Exercise A:
In the passage on the periodicity of sine and cosine, what is the smallest period established for cos and sin?
Exercise B:
Copy the passage on the periodicity of sine and cosine between "for all \(z" and "and \(\cos\) are \(2\pi\)-periodic.", inclusive, substituting "Directly" for "Immediately".

As \(\cos(\nicefrac{\pi}{2}) = 0\text{,}\) then \({\bigl(\sin(\nicefrac{\pi}{2})\bigr)}^2 = 1\text{.}\) As \(\sin\) is positive on \((0,y)\text{,}\) we have \(\sin(\nicefrac{\pi}{2}) = 1\text{.}\) Hence,

\begin{equation*} e^{i \pi /2} = i , \end{equation*}

and by the addition formula

\begin{equation*} e^{i \pi} = -1 , \qquad e^{i 2\pi} = 1 . \end{equation*}

So \(e^{i2\pi} = 1 = e^0\text{.}\) The addition formula says

\begin{equation*} e^{z+i2\pi} = e^z \end{equation*}

for all \(z \in \C\text{.}\) Immediately we also obtain \(\cos(z+2\pi) = \cos(z)\) and \(\sin(z+2\pi) = \sin(z)\text{.}\) So \(\sin\) and \(\cos\) are \(2\pi\)-periodic.

We claim that \(\sin\) and \(\cos\) are not periodic with a smaller period. It would suffice to show that if \(e^{ix} = 1\) for the smallest positive \(x\text{,}\) then \(x = 2\pi\text{.}\) So let \(x\) be the smallest positive \(x\) such that \(e^{ix} = 1\text{.}\) Of course, \(x \leq 2\pi\text{.}\) By the addition formula,

\begin{equation*} {\bigl(e^{ix/4}\bigr)}^4 = 1 . \end{equation*}

If \(e^{ix/4} = a+ib\text{,}\) then

\begin{equation*} {(a+ib)}^4 =a^4-6a^2b^2+b^4 + i\bigl(4ab(a^2-b^2)\bigr) =1 . \end{equation*}

As \(\nicefrac{x}{4} \leq \nicefrac{\pi}{2}\text{,}\) then \(a = \cos(\nicefrac{x}{4}) \geq 0\) and \(0 < b = \sin(\nicefrac{x}{4})\text{.}\) Then either \(a = 0\) or \(a^2 = b^2\text{.}\) If \(a^2=b^2\text{,}\) then \(a^4-6a^2b^2+b^4 = -4a^4 < 0\) and in particular not equal to 1. Therefore \(a=0\) in which case \(\nicefrac{x}{4} = \nicefrac{\pi}{2}\text{.}\) Hence \(2\pi\) is the smallest period we could choose for \(e^{ix}\) and so also for \(\cos\) and \(\sin\text{.}\)

Recorded information:

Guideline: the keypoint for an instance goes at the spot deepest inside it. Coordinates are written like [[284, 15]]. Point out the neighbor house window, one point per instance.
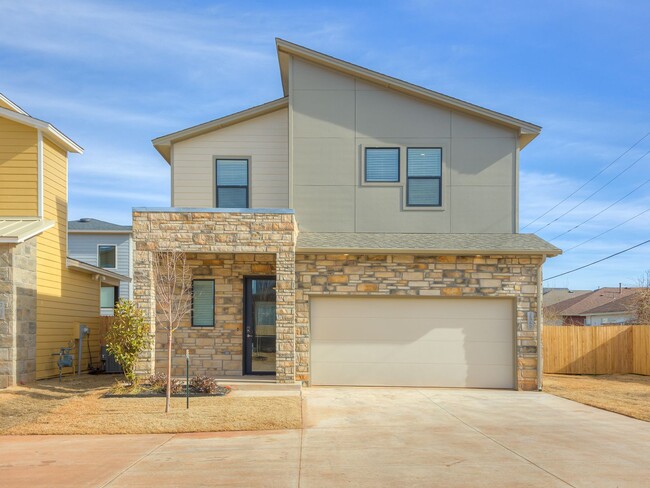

Final result A:
2π

Final result B:
for all \(z \in \C\text{.}\) Directly we also obtain \(\cos(z+2\pi) = \cos(z)\) and \(\sin(z+2\pi) = \sin(z)\text{.}\) So \(\sin\) and \(\cos\) are \(2\pi\)-periodic.